FRAGMENTO DEL TEXTO:
---*---
La enésima venganza

La del Covid-19 no es sino una nueva venganza de la geografía, materia relegada a opcional en el currículum del bachillerato y a extinguirse toda vez que el mundo, la aldea global, pasaría a explicarse sectorialmente a través de bytes. Y aquí nos ven, confinados en nuestros domicilios, distintos según el ámbito geográfico tanto en su fisonomía como en sus comodidades. No es lo mismo pasar la cuarentena en una barraca que en un hórreo, en un barrio del anillo comercial y burgués que en una banlieue parisina o en una bidonville norteafricana.

Ni siquiera el acceso a Internet, principal aplanador, es similar entre regiones, o entre barrios y sectores de una misma ciudad, donde la pobreza sigue estando localizada y estigmatizada, dentro de ese cuarto mundo que nos roza pero que no vemos. Por no hablar de las respuestas políticas, de cómo la geopolítica va a ser determinante en la salida de la crisis sociosanitaria y en la implementación de las medidas (¿Europa?) para suavizar el desastre económico al que nos vemos abocados, un desastre que no se explicaría únicamente por un cese de dos meses en la actividad si no fuera por las mutuas dependencias, los intensos intercambios de expectativas, la infinita extensión de las cadenas de deuda, algo que tampoco vemos.
---*---
EJERCICIOS PROPUESTOS:
a – Resume el fragmento en dos oraciones.
b – ¿En qué lugares, según el fragmento, no es lo mismo pasar la cuarentena? Enuméralos todos.
c – Reproduce sin cambios el tramo del fragmento que va desde "La enésima venganza" hasta "una bidonville norteafricana.", ambos incluidos.
---*---
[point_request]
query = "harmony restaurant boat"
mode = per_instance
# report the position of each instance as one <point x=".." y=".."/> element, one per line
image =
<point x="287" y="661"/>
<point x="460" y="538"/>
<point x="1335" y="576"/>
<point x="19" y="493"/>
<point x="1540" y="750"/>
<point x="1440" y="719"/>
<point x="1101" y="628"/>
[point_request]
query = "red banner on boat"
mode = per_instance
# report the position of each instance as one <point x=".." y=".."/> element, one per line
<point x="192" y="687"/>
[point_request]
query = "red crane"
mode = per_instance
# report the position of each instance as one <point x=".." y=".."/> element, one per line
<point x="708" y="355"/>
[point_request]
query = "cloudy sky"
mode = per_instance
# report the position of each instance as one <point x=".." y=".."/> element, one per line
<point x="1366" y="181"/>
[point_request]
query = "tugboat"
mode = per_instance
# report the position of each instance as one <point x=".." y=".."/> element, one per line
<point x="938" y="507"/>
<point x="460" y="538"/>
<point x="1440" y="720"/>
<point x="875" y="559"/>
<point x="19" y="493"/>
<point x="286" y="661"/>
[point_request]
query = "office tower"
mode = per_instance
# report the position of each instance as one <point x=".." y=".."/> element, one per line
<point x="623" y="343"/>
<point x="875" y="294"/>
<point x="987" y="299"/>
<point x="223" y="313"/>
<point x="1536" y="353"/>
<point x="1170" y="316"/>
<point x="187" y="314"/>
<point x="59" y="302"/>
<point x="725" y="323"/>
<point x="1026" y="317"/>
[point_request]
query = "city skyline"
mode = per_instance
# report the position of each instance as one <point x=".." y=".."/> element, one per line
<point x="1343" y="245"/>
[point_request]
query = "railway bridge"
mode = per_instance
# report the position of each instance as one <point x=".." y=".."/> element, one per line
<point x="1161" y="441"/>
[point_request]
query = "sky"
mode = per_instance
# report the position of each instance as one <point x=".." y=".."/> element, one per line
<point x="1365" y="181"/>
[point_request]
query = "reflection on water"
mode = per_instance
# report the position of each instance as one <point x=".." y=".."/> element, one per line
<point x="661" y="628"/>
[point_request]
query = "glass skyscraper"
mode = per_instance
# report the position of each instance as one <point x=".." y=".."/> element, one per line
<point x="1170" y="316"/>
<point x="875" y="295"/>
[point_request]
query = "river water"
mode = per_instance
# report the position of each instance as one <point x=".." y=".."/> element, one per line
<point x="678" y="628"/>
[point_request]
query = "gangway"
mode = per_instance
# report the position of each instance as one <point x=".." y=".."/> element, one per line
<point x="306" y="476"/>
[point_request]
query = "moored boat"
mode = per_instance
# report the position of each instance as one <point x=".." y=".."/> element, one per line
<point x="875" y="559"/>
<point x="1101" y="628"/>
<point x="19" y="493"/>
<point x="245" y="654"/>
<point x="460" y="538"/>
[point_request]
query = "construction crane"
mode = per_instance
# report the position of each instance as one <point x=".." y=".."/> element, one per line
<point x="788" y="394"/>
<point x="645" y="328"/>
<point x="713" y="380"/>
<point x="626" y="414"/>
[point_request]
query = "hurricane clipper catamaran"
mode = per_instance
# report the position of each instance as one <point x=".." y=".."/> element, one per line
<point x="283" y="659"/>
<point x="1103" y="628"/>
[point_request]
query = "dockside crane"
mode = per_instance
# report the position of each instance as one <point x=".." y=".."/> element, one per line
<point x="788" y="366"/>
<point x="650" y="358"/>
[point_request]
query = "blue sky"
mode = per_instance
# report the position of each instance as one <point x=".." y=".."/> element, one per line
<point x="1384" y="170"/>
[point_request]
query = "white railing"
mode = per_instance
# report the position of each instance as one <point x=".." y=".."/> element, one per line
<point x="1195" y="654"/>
---*---
RESPUESTAS POR EJERCICIO:
a – El Covid-19 es una nueva venganza de la geografía, una materia relegada a opcional en el bachillerato, y el confinamiento difiere según el ámbito geográfico. Tampoco el acceso a Internet es similar entre regiones o barrios, la geopolítica será determinante en la salida de la crisis, y el desastre económico no se explicaría solo por el cese de la actividad si no fuera por las mutuas dependencias y las cadenas de deuda.

b –
- una barraca
- un hórreo
- un barrio del anillo comercial y burgués
- una banlieue parisina
- una bidonville norteafricana

c –
La enésima venganza

La del Covid-19 no es sino una nueva venganza de la geografía, materia relegada a opcional en el currículum del bachillerato y a extinguirse toda vez que el mundo, la aldea global, pasaría a explicarse sectorialmente a través de bytes. Y aquí nos ven, confinados en nuestros domicilios, distintos según el ámbito geográfico tanto en su fisonomía como en sus comodidades. No es lo mismo pasar la cuarentena en una barraca que en un hórreo, en un barrio del anillo comercial y burgués que en una banlieue parisina o en una bidonville norteafricana.